_Challenge_: Convert all of the material below into a Markdown table with two columns, Number and Line. Give each line its own row, and skip blank lines.

=== Given entries ===

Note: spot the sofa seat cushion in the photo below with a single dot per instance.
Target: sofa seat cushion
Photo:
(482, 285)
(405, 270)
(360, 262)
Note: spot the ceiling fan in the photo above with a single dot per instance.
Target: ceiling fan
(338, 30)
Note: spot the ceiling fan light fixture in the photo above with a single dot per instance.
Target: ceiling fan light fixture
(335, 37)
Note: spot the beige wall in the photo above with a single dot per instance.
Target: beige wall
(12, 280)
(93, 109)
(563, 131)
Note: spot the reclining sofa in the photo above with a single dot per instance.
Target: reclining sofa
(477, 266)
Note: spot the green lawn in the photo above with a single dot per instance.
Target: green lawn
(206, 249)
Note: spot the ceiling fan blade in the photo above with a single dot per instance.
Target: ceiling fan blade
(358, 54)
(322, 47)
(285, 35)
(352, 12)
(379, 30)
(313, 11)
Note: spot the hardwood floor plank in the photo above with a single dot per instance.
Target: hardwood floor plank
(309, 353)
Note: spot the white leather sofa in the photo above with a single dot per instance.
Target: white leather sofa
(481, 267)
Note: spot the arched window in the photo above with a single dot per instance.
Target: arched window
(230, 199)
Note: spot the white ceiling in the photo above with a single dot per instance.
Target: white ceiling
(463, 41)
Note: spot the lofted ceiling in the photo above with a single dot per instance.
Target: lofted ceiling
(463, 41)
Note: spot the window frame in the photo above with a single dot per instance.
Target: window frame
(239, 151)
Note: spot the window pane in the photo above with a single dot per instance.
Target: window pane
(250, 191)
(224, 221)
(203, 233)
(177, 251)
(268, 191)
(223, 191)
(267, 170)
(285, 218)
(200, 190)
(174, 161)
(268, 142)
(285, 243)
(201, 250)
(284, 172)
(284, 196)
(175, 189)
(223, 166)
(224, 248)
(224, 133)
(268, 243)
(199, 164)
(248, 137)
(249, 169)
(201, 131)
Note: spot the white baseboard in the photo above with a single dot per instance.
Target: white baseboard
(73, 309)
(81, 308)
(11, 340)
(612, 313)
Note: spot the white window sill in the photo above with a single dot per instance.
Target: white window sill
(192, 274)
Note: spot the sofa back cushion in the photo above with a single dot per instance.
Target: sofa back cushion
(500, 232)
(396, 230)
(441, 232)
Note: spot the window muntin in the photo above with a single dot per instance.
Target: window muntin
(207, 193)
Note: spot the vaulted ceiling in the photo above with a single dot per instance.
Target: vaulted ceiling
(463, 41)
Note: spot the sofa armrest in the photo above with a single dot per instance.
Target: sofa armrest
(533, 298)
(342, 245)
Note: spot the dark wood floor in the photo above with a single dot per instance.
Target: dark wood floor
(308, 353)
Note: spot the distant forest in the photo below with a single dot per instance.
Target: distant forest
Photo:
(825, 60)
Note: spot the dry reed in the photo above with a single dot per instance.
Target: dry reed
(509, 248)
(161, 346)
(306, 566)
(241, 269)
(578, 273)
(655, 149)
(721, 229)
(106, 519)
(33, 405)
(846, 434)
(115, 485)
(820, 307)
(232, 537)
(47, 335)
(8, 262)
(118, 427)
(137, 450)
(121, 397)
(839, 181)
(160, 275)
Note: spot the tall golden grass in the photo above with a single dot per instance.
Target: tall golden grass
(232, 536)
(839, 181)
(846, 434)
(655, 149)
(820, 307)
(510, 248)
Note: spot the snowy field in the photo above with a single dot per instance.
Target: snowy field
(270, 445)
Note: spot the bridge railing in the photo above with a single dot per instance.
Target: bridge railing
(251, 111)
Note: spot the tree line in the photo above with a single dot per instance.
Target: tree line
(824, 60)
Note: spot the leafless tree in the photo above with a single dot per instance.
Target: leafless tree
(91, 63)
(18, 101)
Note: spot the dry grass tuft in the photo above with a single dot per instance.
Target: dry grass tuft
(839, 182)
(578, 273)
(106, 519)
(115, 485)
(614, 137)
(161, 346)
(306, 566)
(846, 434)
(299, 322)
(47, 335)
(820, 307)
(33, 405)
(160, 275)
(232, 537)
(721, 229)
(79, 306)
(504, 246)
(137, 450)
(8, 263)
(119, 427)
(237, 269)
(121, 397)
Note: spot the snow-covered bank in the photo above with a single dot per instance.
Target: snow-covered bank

===

_Task answer_:
| Number | Line |
|---|---|
| 1 | Note: spot the sofa seat cushion in the photo below with a single dot per instance. |
| 2 | Target: sofa seat cushion |
| 3 | Photo: |
| 4 | (482, 285) |
| 5 | (405, 270) |
| 6 | (360, 262) |
| 7 | Note: spot the ceiling fan in the photo above with a single dot per instance. |
| 8 | Target: ceiling fan |
| 9 | (338, 30) |
| 10 | Note: spot the ceiling fan light fixture in the photo above with a single dot per instance. |
| 11 | Target: ceiling fan light fixture |
| 12 | (335, 37) |
| 13 | Note: spot the beige wall in the photo above with a single dot per instance. |
| 14 | Target: beige wall |
| 15 | (12, 280) |
| 16 | (93, 109) |
| 17 | (563, 131) |
| 18 | Note: spot the reclining sofa in the photo above with a single dot per instance. |
| 19 | Target: reclining sofa |
| 20 | (477, 266) |
| 21 | Note: spot the green lawn in the photo above with a single dot per instance. |
| 22 | Target: green lawn |
| 23 | (206, 249) |
| 24 | Note: spot the ceiling fan blade in the photo above with a single dot per instance. |
| 25 | Target: ceiling fan blade |
| 26 | (358, 54) |
| 27 | (322, 47) |
| 28 | (285, 35) |
| 29 | (352, 12) |
| 30 | (379, 30) |
| 31 | (313, 11) |
| 32 | Note: spot the hardwood floor plank in the photo above with a single dot per instance. |
| 33 | Target: hardwood floor plank |
| 34 | (309, 353) |
| 35 | Note: spot the white leather sofa in the photo above with a single dot per instance. |
| 36 | Target: white leather sofa |
| 37 | (481, 267) |
| 38 | Note: spot the arched window in the photo above with a single dot per instance. |
| 39 | Target: arched window |
| 40 | (230, 199) |
| 41 | Note: spot the white ceiling in the photo above with a single dot per instance. |
| 42 | Target: white ceiling |
| 43 | (463, 41) |
| 44 | Note: spot the lofted ceiling in the photo above with a single dot per instance. |
| 45 | Target: lofted ceiling |
| 46 | (463, 41) |
| 47 | Note: spot the window frame in the photo above with a single dot per instance. |
| 48 | Target: window frame |
| 49 | (239, 151) |
| 50 | Note: spot the window pane in the photo above with a single dot per instance. |
| 51 | Target: window pane |
| 52 | (250, 191) |
| 53 | (224, 221) |
| 54 | (203, 233) |
| 55 | (177, 251) |
| 56 | (268, 191) |
| 57 | (223, 191) |
| 58 | (267, 170) |
| 59 | (285, 218) |
| 60 | (200, 190) |
| 61 | (174, 161) |
| 62 | (268, 142) |
| 63 | (285, 243) |
| 64 | (201, 250) |
| 65 | (284, 172) |
| 66 | (284, 196) |
| 67 | (175, 189) |
| 68 | (223, 166) |
| 69 | (224, 248) |
| 70 | (224, 133) |
| 71 | (268, 243) |
| 72 | (199, 164) |
| 73 | (248, 137) |
| 74 | (249, 169) |
| 75 | (201, 131) |
| 76 | Note: spot the white baseboard in the photo above with a single dot per instance. |
| 77 | Target: white baseboard |
| 78 | (73, 309) |
| 79 | (81, 308) |
| 80 | (11, 340) |
| 81 | (612, 313) |
| 82 | Note: spot the white window sill in the photo above with a single dot per instance. |
| 83 | Target: white window sill |
| 84 | (192, 274) |
| 85 | Note: spot the sofa back cushion in the photo above with a single dot per instance. |
| 86 | Target: sofa back cushion |
| 87 | (500, 232) |
| 88 | (396, 230) |
| 89 | (441, 232) |
| 90 | Note: spot the window muntin in the photo above with a single dot per instance. |
| 91 | Target: window muntin |
| 92 | (207, 193) |
| 93 | Note: spot the vaulted ceiling in the photo above with a single dot per instance. |
| 94 | Target: vaulted ceiling |
| 95 | (463, 41) |
| 96 | Note: spot the sofa armrest in the photo above with a single dot per instance. |
| 97 | Target: sofa armrest |
| 98 | (533, 298) |
| 99 | (342, 245) |
| 100 | Note: spot the dark wood floor in the photo above with a single dot per instance. |
| 101 | Target: dark wood floor |
| 102 | (308, 353) |
| 103 | Note: spot the distant forest in the photo below with a single dot per instance. |
| 104 | Target: distant forest |
| 105 | Photo: |
| 106 | (825, 60) |
| 107 | Note: spot the dry reed in the photo above with a single dot per instance. |
| 108 | Target: dry reed |
| 109 | (509, 248) |
| 110 | (161, 346) |
| 111 | (306, 566) |
| 112 | (241, 269) |
| 113 | (578, 273) |
| 114 | (655, 149) |
| 115 | (721, 229) |
| 116 | (106, 519) |
| 117 | (33, 405) |
| 118 | (846, 434) |
| 119 | (115, 485) |
| 120 | (820, 307) |
| 121 | (232, 537) |
| 122 | (47, 335) |
| 123 | (8, 262) |
| 124 | (118, 427) |
| 125 | (137, 450) |
| 126 | (121, 397) |
| 127 | (839, 181) |
| 128 | (160, 275) |
| 129 | Note: spot the tall golden grass in the photo above with a single dot per instance. |
| 130 | Target: tall golden grass |
| 131 | (232, 536) |
| 132 | (839, 181) |
| 133 | (846, 434) |
| 134 | (655, 149) |
| 135 | (820, 307) |
| 136 | (510, 248) |
| 137 | Note: spot the snowy field in the photo above with a single dot per instance. |
| 138 | Target: snowy field |
| 139 | (270, 445) |
| 140 | Note: spot the bridge railing in the photo above with a single dot per instance. |
| 141 | Target: bridge railing |
| 142 | (251, 111) |
| 143 | Note: spot the tree line in the photo above with a single dot per instance. |
| 144 | Target: tree line |
| 145 | (824, 60) |
| 146 | Note: spot the leafless tree in the photo above with a single dot per instance. |
| 147 | Target: leafless tree |
| 148 | (91, 63) |
| 149 | (18, 101) |
| 150 | Note: spot the dry grass tuft in the photo above with a single dot per instance. |
| 151 | Target: dry grass tuft |
| 152 | (839, 182) |
| 153 | (578, 273) |
| 154 | (106, 519) |
| 155 | (115, 485) |
| 156 | (614, 137) |
| 157 | (161, 346) |
| 158 | (306, 566) |
| 159 | (846, 434) |
| 160 | (299, 322) |
| 161 | (47, 335) |
| 162 | (820, 307) |
| 163 | (33, 405) |
| 164 | (160, 275) |
| 165 | (232, 537) |
| 166 | (721, 229) |
| 167 | (79, 306) |
| 168 | (504, 246) |
| 169 | (137, 450) |
| 170 | (8, 263) |
| 171 | (119, 427) |
| 172 | (237, 269) |
| 173 | (121, 397) |
| 174 | Note: spot the snow-covered bank in the photo above with a single dot per instance. |
| 175 | Target: snow-covered bank |